- [Selected excerpt]:
"""

In 2022, College Finance was acquired by Candidly, an artificial intelligence (AI)-driven student loan management and repayment platform, and began offering a branded student loan product powered by our top-rated student loan lender, College Ave.
A unique benefit of the College Finance student loan is that it comes with a free membership to Candidly. Candidly creates custom repayment and savings strategies to accelerate payoff of your student loans while optimizing savings.
In this review:
- How does College Finance work?
- Rates, terms, and fees
- What are the eligibility requirements?
- How does repayment work?
- How can the College Finance private student loan be improved?
- How have College Finance private student loans evolved over the years?
- How do College Finance private student loans compare to other lenders?
- Is College Finance a reputable lender?
- Does College Finance have a customer service team?
- How to apply for a College Finance private student loan
- What if I’m denied a private student loan from College Finance?
- College Finance FAQ
How does College Finance work?
It’s common for student loan lenders to partner with companies to offer loans with unique benefits. In this case, “powered by College Ave” means College Ave partners with College Finance to offer a College Ave loan with College Finance branding and Candidly benefits.
These Candidly benefits include:
- A student loan dashboard to manage all your student loans—including private and federal loans
- Game-like repayment and autopay features to make extra payments easy
- $200 statement credit when you link your College Finance loan to your Candidly account
- The ability apply cash-back rewards from merchants to your student loan
- A “round-up” feature that applies your change on purchases to your loan repayment
- The ability to invite friends and family to contribute to the loan repayment
- A lender marketplace to compare lenders, loans, and refinancing options
- A library of financial education resources tailored to your needs
Aside from these Candidly perks, a College Finance loan works much like one from College Ave:
- It’s available to most students—from undergraduates to graduate and doctoral students to continuing education students.
- Approval is based on creditworthiness, making a cosigner necessary for many student borrowers.
- Borrowers and cosigners apply jointly online using a co-branded College Finance/College Ave application.
- Loan amounts of $1,000 to 100% of college costs are available, based on other aid and school certification.
- Funds are disbursed to your school. You must apply annually for a new College Finance student loan.
Rates, terms, and fees
An APR range is published for the College Finance loan, but it otherwise shares the same details as College Ave loans. Borrowers can choose between fixed or variable rates and various repayment options and terms. The real differentiator is the Candidly membership, which helps optimize repayment.

"""

- [Exercise 1]:
Translate this sentence from the College Finance review into Spanish: "A unique benefit of the College Finance student loan is that it comes with a free membership to Candidly."

- [Rows]:
"""

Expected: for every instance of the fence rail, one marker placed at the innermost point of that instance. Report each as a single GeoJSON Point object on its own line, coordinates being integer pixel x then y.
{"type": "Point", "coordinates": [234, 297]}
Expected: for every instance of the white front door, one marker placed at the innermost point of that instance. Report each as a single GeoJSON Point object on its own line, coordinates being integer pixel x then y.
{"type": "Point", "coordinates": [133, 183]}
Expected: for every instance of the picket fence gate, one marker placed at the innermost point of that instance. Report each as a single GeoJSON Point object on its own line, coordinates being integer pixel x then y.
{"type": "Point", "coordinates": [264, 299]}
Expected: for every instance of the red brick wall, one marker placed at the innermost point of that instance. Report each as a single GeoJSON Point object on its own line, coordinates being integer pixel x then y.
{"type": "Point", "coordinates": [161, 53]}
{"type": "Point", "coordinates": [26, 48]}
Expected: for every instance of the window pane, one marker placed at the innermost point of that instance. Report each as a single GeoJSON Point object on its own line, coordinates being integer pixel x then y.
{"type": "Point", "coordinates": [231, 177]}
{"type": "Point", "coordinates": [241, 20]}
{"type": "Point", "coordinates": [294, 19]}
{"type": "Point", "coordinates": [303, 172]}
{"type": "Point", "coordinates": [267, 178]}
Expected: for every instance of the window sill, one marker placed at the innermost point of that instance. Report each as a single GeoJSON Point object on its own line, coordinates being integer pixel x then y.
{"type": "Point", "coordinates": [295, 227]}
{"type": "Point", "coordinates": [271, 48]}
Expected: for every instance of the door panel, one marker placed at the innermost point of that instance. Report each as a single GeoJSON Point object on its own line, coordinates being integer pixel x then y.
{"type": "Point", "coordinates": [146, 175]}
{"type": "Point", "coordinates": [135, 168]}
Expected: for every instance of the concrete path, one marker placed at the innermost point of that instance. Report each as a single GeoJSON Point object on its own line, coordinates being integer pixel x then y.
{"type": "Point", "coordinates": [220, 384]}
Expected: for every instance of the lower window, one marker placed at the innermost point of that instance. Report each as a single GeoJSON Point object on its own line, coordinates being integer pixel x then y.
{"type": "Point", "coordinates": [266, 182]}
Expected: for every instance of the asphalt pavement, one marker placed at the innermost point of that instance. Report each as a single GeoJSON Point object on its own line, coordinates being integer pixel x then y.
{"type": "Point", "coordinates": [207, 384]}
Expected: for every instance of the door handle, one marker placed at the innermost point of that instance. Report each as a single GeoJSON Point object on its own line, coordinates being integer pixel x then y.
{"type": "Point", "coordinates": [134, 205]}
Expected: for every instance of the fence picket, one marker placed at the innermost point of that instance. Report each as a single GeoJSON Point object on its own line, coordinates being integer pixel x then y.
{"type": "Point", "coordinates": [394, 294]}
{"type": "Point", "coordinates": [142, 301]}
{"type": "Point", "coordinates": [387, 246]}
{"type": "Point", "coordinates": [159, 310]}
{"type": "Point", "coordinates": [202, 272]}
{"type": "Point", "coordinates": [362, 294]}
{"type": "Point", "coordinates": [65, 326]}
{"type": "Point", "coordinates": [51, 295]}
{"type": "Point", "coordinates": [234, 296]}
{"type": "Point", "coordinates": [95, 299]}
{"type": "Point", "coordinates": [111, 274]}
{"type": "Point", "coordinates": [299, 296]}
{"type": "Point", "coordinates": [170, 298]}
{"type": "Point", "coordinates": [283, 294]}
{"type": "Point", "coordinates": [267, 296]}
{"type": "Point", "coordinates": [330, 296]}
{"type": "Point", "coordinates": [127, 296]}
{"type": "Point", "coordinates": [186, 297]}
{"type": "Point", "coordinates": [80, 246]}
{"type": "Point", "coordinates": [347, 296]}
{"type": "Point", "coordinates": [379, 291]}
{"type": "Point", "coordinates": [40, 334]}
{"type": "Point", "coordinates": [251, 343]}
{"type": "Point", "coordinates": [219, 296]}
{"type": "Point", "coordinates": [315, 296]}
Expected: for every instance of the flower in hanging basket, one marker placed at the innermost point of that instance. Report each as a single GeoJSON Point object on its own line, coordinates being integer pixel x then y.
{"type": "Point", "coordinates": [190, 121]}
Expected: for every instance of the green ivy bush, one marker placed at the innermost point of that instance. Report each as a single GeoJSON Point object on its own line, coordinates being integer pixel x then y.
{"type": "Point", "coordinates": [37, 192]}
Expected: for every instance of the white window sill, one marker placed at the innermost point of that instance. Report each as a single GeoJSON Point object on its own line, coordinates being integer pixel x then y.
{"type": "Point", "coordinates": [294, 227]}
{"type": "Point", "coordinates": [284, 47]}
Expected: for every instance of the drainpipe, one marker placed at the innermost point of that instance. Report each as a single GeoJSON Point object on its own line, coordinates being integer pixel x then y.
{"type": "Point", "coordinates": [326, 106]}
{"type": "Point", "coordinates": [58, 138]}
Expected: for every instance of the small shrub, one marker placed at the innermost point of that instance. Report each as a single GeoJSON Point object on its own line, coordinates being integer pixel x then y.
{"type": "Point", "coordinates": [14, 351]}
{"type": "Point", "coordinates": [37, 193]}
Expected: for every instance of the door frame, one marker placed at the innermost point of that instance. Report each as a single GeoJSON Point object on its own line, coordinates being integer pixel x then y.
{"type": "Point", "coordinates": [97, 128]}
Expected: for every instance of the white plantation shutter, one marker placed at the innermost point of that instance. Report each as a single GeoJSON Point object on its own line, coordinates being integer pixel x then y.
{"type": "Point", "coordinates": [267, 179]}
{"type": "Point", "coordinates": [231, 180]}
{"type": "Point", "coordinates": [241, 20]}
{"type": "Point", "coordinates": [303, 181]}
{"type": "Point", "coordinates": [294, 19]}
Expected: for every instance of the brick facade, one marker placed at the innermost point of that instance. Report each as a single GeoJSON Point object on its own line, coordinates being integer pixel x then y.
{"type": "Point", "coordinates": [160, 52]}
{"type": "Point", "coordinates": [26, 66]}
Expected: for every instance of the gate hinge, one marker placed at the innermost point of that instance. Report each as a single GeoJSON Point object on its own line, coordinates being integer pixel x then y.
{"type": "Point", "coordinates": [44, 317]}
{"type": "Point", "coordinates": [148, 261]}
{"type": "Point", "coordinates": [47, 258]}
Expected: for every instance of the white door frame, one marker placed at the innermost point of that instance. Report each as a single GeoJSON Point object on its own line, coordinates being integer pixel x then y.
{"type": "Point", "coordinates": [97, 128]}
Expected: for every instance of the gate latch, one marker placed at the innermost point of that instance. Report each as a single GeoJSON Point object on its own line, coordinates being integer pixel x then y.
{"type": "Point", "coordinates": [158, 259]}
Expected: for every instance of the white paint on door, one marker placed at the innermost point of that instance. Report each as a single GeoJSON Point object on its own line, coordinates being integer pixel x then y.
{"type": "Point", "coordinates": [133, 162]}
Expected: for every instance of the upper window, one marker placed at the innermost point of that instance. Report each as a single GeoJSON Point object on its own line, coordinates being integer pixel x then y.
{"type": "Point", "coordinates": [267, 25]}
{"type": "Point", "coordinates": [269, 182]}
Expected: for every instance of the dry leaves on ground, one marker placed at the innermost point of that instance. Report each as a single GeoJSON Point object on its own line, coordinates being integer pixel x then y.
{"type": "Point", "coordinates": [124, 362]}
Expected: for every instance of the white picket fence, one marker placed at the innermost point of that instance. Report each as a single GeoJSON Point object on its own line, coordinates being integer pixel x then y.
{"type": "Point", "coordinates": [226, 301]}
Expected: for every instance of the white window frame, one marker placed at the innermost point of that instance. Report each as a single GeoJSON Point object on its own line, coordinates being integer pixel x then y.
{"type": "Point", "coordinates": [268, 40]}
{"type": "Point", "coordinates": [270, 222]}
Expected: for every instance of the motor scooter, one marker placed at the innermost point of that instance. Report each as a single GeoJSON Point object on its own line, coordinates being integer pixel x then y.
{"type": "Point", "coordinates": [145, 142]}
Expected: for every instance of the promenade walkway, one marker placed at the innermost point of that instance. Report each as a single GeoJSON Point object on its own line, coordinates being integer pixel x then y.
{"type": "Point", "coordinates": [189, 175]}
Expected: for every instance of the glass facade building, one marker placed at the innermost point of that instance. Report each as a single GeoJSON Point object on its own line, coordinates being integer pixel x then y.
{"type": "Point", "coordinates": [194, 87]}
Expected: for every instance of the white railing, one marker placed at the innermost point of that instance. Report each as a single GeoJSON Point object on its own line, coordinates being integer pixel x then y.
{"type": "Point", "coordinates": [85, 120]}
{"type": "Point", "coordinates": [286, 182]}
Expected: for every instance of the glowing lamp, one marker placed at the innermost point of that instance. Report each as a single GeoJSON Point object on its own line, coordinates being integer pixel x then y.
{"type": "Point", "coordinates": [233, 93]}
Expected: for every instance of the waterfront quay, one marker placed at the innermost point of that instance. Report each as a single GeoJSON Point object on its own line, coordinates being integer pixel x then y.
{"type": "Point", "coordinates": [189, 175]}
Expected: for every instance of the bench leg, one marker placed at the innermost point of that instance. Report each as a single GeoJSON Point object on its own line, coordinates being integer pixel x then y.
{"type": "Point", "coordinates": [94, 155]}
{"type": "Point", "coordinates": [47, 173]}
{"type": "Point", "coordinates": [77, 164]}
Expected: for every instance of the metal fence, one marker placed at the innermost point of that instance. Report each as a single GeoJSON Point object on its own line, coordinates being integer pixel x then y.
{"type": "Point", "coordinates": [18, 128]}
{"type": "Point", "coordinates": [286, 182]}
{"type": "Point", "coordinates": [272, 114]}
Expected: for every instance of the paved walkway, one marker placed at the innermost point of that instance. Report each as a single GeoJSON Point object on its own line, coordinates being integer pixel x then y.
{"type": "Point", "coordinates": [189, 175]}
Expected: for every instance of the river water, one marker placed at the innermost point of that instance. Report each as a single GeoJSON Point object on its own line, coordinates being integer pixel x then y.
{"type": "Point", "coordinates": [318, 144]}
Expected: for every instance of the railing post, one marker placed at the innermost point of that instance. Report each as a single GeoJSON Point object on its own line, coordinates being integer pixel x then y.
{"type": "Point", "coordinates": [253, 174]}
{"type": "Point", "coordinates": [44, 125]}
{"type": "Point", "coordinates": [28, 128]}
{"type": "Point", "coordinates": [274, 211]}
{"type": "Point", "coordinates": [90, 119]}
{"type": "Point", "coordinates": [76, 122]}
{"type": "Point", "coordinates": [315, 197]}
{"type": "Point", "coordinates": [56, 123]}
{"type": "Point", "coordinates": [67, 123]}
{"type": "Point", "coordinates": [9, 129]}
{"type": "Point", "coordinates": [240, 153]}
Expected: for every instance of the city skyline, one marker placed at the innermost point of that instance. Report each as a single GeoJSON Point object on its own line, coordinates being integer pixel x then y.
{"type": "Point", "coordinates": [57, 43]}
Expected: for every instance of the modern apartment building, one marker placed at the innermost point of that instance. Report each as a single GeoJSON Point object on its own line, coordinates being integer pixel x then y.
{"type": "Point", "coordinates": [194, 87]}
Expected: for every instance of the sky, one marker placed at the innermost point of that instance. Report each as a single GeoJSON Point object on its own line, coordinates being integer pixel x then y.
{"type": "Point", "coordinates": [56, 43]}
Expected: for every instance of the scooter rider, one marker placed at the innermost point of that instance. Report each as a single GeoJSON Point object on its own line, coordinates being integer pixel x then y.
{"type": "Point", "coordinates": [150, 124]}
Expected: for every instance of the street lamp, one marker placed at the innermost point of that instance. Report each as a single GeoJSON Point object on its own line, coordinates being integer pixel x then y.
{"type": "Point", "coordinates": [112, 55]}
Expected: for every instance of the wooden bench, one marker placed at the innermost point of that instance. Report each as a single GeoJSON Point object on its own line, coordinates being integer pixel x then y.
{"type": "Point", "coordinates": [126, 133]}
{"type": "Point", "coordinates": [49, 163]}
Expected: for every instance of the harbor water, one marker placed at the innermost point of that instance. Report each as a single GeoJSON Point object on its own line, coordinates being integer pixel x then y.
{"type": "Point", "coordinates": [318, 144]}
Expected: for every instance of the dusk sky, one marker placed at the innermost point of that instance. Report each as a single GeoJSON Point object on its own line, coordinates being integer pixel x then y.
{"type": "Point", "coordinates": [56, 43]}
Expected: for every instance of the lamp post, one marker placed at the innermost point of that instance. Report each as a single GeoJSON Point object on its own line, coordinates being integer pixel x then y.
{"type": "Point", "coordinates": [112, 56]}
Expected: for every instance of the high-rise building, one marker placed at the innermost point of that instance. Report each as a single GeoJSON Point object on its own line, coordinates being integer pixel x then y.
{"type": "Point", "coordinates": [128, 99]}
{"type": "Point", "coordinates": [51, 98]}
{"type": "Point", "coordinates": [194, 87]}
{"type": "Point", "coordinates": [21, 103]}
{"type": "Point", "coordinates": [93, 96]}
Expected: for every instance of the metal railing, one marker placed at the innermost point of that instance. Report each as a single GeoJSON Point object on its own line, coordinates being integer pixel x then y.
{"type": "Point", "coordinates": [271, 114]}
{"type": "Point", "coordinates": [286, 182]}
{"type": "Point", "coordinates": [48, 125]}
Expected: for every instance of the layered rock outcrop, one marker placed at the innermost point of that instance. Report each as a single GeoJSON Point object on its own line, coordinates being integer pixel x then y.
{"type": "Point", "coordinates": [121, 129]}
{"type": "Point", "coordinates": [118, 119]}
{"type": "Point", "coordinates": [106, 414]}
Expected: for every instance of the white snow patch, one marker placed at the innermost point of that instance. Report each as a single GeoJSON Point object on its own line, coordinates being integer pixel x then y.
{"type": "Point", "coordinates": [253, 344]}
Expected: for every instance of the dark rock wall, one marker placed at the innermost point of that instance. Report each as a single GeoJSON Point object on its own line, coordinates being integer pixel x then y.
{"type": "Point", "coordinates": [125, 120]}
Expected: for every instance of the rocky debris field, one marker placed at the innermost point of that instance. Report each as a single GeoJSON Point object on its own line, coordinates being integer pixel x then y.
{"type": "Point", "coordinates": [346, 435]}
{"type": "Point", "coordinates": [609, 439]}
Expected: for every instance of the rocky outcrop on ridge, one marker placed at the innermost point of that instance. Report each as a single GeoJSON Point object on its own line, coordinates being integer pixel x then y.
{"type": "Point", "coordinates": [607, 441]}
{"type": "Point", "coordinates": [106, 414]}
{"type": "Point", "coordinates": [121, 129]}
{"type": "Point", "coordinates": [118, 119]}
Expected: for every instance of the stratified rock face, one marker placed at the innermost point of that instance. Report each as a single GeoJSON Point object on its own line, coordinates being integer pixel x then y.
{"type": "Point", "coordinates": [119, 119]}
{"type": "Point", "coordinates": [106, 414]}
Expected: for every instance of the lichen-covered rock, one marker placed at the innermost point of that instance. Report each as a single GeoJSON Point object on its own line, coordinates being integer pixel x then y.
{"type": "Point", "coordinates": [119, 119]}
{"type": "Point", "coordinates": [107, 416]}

"""

- [Exercise 2]:
How many lines of the rows above contain the string "scooter"? Case counts, so give only the number.

- [Written solution 1]:
Un beneficio único del préstamo estudiantil de College Finance es que incluye una membresía gratuita a Candidly.

- [Written solution 2]:
2